SHORT PROBLEM
Reproduce the part of the records that runs from the line containing "Give the mask of every instance of the white" through the end of the records, keeping every character as it stands.

THE DATA
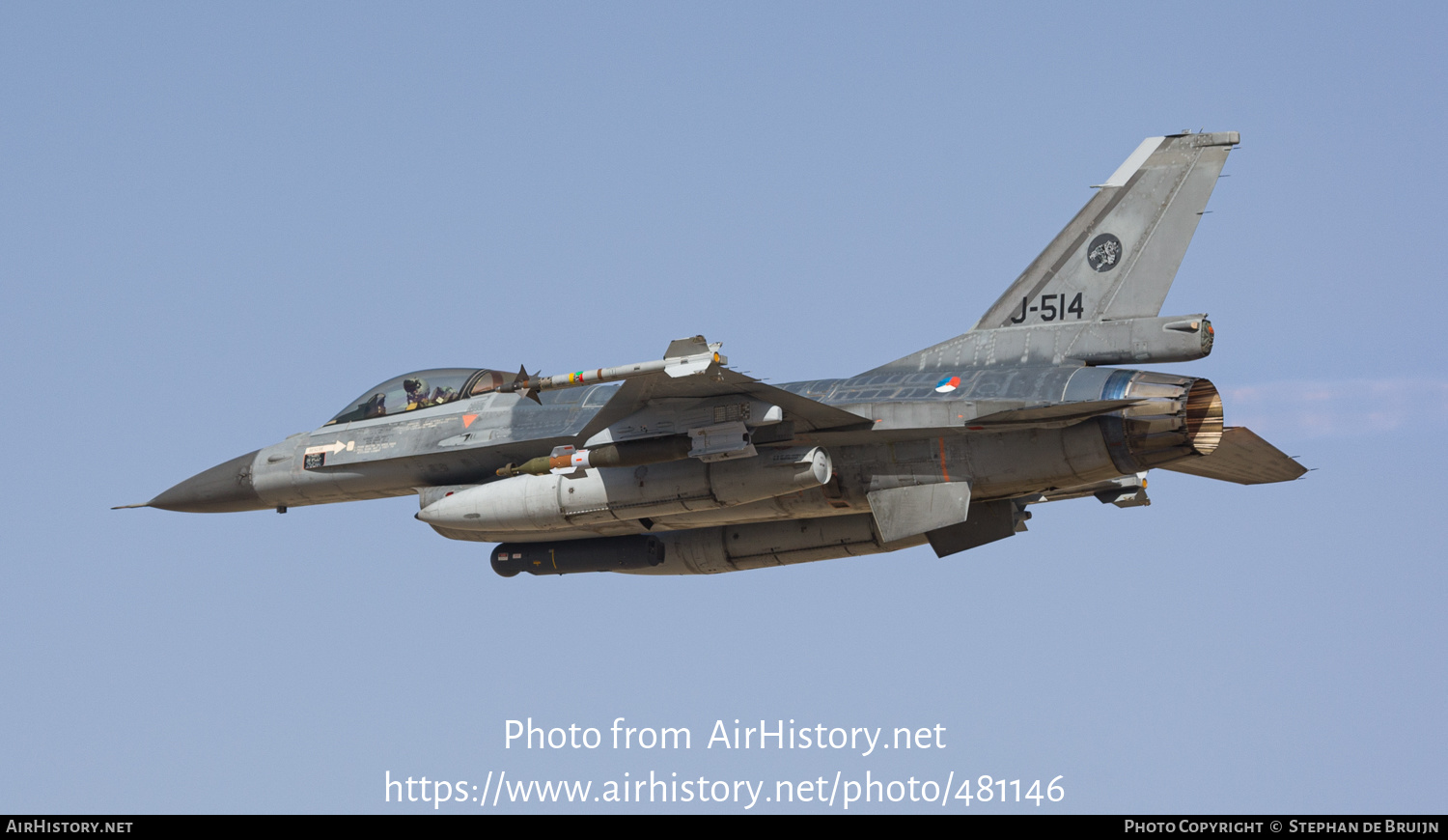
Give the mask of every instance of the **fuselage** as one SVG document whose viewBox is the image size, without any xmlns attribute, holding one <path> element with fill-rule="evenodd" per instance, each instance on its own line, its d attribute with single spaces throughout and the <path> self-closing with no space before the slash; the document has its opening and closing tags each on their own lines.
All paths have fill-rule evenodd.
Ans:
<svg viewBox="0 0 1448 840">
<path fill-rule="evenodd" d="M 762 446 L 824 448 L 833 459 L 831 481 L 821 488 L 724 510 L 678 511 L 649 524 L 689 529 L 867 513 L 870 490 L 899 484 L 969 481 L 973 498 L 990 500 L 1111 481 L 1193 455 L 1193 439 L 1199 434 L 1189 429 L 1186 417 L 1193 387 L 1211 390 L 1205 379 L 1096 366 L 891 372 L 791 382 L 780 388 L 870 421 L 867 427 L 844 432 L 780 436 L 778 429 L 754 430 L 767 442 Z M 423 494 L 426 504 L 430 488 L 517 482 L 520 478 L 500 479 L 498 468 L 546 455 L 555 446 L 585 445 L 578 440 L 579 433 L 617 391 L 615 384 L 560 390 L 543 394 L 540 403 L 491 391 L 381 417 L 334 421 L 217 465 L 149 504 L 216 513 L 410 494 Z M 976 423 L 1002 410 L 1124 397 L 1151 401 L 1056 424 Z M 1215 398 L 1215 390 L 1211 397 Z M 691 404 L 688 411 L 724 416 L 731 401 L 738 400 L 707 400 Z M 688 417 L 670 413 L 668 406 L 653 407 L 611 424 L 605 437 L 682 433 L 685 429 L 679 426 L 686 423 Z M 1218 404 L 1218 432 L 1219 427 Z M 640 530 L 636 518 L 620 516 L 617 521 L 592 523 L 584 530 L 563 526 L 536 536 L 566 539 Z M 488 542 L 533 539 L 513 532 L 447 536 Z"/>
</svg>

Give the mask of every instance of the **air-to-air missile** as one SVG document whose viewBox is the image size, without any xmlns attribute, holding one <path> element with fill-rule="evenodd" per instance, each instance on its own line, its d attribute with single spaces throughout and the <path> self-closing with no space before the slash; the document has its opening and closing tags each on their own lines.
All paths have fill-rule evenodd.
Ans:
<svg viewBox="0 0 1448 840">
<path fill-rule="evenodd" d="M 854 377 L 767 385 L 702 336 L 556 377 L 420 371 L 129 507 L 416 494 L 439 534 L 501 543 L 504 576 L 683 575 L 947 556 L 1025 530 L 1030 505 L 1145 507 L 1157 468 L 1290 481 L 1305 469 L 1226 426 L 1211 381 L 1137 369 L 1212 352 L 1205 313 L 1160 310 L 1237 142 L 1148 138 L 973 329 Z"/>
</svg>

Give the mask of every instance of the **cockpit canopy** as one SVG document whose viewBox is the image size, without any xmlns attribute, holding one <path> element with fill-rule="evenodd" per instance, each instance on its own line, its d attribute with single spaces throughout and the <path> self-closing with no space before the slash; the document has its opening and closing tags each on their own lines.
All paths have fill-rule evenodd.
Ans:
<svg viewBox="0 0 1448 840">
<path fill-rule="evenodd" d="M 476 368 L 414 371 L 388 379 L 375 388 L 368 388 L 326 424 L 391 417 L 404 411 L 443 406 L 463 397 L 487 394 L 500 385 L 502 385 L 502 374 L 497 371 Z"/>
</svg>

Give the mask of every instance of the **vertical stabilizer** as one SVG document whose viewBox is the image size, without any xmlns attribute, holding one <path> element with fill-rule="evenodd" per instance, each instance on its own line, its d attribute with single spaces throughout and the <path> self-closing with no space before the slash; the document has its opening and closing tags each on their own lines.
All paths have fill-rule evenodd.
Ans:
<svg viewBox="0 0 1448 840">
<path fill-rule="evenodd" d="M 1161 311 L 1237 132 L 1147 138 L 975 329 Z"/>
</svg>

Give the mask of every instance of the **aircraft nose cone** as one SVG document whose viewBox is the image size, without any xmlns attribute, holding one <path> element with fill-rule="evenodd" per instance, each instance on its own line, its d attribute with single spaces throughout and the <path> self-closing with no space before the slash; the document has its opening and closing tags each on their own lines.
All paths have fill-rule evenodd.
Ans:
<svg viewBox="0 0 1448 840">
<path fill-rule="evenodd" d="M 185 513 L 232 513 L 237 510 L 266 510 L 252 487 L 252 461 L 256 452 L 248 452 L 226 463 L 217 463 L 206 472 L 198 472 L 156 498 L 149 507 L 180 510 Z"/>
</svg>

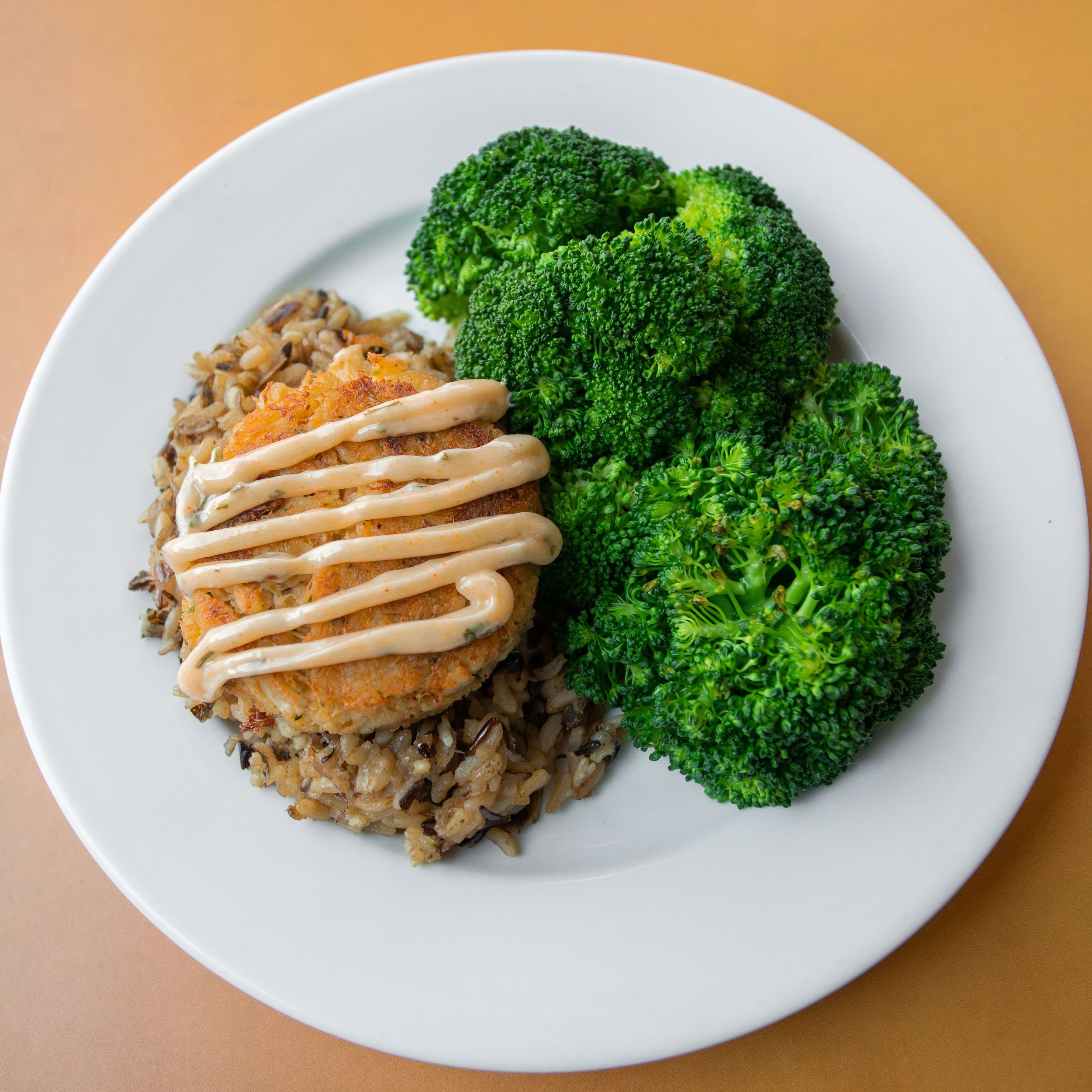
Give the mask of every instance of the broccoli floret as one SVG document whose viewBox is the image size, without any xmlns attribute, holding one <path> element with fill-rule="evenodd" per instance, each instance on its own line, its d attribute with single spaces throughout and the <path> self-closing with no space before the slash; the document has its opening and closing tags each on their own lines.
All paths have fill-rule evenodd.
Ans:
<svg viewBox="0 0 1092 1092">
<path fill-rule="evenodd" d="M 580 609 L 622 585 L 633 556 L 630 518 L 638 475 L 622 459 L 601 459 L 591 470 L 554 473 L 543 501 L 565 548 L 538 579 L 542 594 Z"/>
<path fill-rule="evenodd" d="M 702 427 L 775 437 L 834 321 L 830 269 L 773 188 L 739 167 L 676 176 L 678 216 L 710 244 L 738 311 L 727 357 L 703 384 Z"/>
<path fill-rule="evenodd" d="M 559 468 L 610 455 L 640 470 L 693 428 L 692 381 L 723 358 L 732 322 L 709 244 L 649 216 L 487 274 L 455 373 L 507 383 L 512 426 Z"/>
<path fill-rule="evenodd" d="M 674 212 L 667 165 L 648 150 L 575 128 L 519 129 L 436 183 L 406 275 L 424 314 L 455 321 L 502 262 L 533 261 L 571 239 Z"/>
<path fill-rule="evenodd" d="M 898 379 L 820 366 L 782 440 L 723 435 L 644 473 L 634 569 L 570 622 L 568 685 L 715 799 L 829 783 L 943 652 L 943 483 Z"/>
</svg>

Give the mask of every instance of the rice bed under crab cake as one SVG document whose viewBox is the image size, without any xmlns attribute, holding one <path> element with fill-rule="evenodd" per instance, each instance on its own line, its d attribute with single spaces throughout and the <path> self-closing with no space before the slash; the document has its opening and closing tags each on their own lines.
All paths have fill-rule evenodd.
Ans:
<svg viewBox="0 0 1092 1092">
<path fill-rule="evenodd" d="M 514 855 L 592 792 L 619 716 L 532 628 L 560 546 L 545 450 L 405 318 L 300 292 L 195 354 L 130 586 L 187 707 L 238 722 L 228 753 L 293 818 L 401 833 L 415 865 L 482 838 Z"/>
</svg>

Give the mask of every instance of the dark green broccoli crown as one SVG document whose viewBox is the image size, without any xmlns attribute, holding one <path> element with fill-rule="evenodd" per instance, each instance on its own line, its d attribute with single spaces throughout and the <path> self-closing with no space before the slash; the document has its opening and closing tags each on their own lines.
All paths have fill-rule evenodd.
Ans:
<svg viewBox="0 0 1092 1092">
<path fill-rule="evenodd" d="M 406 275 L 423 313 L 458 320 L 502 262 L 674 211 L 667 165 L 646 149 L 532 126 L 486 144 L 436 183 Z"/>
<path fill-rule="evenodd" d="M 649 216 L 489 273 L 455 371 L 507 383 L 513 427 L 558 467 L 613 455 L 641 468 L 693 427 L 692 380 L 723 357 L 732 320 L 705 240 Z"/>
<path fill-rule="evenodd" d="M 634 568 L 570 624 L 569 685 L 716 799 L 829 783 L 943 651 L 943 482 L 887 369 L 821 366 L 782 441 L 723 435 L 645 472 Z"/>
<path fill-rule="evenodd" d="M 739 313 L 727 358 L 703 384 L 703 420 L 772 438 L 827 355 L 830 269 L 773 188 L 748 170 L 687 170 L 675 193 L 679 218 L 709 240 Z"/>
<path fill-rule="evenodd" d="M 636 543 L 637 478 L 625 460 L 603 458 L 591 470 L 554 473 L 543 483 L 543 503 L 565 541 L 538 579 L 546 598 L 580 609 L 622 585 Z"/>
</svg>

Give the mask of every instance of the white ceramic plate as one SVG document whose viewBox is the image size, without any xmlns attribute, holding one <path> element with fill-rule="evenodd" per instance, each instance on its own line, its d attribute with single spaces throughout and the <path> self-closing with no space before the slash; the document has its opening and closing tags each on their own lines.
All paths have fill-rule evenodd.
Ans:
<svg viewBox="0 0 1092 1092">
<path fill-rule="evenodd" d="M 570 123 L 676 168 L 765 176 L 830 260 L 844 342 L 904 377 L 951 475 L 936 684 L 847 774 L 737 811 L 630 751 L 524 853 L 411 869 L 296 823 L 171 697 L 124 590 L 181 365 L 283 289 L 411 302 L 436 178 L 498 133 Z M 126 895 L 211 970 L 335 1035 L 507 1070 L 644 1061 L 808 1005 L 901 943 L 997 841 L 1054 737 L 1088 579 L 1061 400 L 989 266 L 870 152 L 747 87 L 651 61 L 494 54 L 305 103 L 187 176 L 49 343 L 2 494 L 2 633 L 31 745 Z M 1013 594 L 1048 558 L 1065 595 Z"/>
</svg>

RESPONSE TO THIS TASK
Give the mask of every instance of the white ceramic plate as one SVG document whose viewBox is the image size, without any xmlns attribute, holding one <path> element with fill-rule="evenodd" per instance, each instance on its own line, its d attribute with single spaces throughout and the <path> self-closing with no space before the slash; the document has its opening and closing tags each on their own lines.
All paths have fill-rule evenodd.
Ans:
<svg viewBox="0 0 1092 1092">
<path fill-rule="evenodd" d="M 570 123 L 676 168 L 765 176 L 830 260 L 844 342 L 904 377 L 951 475 L 936 684 L 847 774 L 737 811 L 630 751 L 524 853 L 411 869 L 296 823 L 171 697 L 124 590 L 181 365 L 283 289 L 411 302 L 436 178 L 498 133 Z M 126 895 L 211 970 L 335 1035 L 507 1070 L 644 1061 L 808 1005 L 901 943 L 997 841 L 1054 737 L 1088 579 L 1061 400 L 989 266 L 870 152 L 747 87 L 651 61 L 494 54 L 305 103 L 187 176 L 49 343 L 2 494 L 2 633 L 31 745 Z M 1013 594 L 1048 558 L 1065 595 Z"/>
</svg>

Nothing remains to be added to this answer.